TASK DIRECTIONS: In the data beneath this task, how many lines contain "below"? Answer with the number only.

Region pointing data:
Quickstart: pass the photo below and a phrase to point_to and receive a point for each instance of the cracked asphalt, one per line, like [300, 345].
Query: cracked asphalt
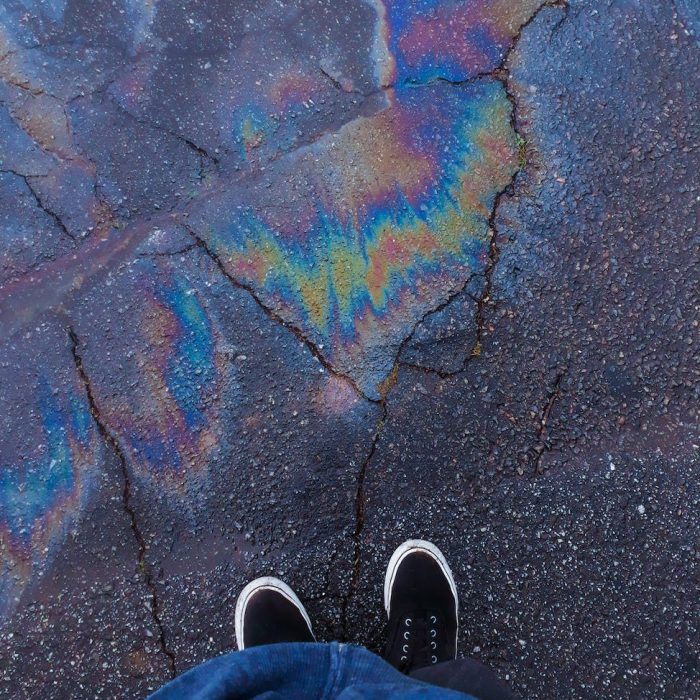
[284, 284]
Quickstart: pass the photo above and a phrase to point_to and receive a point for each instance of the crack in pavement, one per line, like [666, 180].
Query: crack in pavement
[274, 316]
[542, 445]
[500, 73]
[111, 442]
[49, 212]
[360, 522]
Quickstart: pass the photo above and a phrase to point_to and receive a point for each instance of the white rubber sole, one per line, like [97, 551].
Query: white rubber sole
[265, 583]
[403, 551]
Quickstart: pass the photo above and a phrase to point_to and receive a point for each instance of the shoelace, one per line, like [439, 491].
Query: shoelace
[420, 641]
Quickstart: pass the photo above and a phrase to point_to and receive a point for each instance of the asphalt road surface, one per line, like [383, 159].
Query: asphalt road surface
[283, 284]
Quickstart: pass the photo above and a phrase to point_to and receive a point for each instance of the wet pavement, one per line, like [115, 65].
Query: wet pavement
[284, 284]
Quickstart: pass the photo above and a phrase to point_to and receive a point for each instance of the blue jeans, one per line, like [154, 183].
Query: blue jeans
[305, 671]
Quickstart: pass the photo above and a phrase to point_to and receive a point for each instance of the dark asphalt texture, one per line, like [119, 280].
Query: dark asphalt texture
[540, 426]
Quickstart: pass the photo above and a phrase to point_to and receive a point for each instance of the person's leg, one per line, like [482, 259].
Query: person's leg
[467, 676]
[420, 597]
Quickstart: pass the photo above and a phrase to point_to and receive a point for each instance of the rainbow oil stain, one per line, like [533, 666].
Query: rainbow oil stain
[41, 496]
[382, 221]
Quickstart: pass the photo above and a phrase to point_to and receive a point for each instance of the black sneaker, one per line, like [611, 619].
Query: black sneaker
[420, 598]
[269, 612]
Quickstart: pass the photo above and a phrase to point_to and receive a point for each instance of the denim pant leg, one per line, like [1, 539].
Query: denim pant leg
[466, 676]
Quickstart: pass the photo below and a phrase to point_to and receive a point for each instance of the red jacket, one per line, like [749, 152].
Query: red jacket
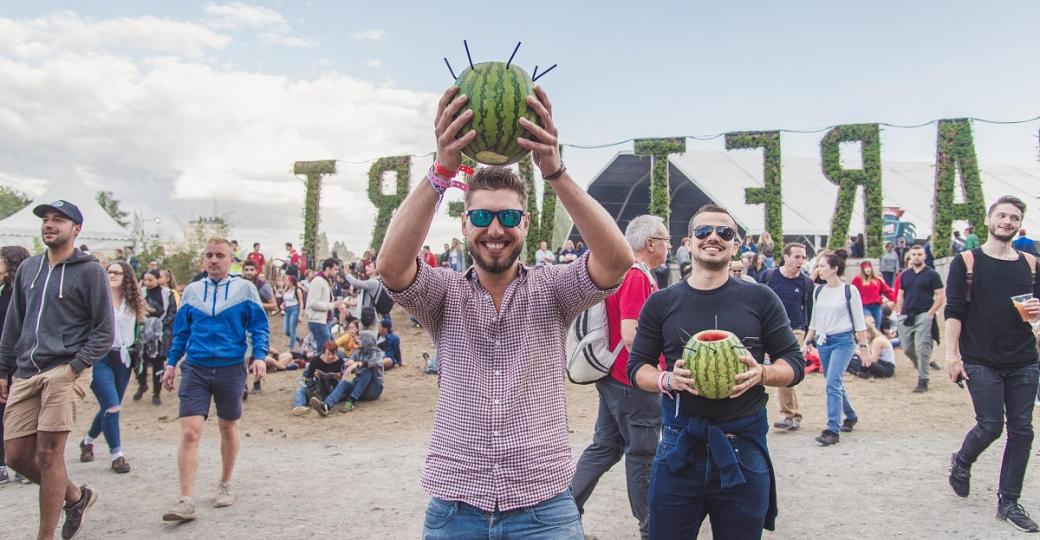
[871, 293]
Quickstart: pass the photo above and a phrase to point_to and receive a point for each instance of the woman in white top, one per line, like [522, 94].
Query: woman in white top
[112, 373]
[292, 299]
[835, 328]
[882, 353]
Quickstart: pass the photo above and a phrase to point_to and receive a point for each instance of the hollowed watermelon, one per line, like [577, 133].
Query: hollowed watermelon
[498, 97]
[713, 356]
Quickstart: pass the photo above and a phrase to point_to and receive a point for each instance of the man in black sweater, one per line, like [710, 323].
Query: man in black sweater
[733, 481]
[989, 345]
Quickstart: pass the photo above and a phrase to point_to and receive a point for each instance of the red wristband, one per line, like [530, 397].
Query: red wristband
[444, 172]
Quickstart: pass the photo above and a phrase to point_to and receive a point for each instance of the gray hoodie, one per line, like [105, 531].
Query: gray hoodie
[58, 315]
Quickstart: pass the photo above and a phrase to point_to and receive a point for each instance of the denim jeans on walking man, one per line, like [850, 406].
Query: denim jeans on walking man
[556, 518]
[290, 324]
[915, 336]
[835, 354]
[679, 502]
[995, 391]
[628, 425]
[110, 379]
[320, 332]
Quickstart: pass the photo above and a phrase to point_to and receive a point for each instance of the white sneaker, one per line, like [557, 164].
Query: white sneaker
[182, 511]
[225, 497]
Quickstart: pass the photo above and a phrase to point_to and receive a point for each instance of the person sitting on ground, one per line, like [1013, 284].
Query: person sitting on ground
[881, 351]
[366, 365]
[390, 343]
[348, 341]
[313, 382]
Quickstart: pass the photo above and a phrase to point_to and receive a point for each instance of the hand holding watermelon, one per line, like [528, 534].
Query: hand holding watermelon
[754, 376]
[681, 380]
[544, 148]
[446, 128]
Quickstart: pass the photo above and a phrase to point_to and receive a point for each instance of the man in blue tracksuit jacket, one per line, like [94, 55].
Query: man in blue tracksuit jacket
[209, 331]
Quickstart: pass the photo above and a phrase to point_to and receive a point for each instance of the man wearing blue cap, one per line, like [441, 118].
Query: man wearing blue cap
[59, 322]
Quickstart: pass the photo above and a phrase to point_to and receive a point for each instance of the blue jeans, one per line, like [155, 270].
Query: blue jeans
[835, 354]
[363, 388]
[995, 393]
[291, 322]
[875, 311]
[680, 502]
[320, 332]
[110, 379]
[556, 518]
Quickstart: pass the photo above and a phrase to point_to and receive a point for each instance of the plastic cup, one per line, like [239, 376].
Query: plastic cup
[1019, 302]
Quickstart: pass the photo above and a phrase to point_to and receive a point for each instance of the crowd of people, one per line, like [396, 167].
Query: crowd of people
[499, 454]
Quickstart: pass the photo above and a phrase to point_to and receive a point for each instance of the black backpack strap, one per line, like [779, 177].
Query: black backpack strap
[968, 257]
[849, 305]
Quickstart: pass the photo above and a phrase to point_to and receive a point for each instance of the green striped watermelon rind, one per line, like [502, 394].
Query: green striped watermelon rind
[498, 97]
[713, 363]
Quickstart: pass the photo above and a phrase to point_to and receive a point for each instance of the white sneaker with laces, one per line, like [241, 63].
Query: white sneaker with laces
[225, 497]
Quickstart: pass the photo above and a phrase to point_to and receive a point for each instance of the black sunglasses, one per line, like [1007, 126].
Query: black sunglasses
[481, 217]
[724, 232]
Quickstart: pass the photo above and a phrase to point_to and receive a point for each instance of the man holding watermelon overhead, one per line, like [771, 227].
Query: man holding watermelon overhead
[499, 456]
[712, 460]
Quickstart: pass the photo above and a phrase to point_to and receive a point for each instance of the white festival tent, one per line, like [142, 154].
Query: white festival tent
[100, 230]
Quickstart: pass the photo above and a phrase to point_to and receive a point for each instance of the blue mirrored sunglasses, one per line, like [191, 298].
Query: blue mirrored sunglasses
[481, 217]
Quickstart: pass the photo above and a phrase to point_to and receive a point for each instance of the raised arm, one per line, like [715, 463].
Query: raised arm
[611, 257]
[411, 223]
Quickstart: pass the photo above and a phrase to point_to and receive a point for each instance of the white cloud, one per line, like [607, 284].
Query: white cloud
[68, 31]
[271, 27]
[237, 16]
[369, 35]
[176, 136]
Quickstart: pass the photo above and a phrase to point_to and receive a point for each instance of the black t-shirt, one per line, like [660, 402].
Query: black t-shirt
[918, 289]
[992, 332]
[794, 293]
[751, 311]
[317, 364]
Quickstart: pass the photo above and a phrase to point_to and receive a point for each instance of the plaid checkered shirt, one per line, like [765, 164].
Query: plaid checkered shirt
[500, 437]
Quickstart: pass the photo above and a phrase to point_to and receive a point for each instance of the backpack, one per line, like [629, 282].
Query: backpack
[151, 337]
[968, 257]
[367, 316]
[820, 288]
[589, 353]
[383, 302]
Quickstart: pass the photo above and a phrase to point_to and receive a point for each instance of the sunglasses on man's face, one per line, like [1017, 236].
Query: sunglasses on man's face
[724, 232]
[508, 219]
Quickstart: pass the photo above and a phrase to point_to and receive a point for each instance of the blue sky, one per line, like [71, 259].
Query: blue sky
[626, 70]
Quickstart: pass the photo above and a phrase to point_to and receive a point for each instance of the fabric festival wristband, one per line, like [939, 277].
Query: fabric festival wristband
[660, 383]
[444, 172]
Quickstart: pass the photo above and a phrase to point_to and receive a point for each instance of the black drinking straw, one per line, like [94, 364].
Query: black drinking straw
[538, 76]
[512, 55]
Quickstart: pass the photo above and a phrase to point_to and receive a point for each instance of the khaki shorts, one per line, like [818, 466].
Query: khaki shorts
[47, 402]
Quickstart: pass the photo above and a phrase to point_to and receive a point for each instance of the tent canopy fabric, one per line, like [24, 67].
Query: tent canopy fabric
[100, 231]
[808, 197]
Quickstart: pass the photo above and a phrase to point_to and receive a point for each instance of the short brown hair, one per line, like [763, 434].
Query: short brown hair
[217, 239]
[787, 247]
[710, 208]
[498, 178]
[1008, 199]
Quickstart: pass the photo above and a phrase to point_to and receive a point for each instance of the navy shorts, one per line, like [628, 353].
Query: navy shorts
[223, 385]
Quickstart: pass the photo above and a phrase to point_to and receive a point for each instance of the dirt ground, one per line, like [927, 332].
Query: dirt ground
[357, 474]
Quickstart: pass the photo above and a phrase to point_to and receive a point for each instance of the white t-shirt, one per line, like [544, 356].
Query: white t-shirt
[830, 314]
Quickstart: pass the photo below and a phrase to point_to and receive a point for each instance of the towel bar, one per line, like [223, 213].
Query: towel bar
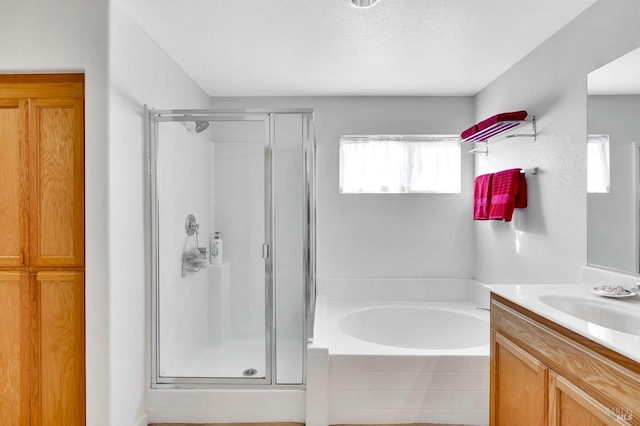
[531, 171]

EXERCISE ANSWER: 3